_SET PROBLEM:_ Turn every line of the material below into a numbered list, skipping any blank lines.
-- Start of TASK DATA --
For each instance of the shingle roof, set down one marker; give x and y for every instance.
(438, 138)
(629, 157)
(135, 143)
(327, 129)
-- End of TASK DATA --
_FULL RESPONSE:_
1. For each instance of the shingle roof, set down one marker; give x and y for every instance.
2. (438, 138)
3. (629, 157)
4. (135, 143)
5. (327, 129)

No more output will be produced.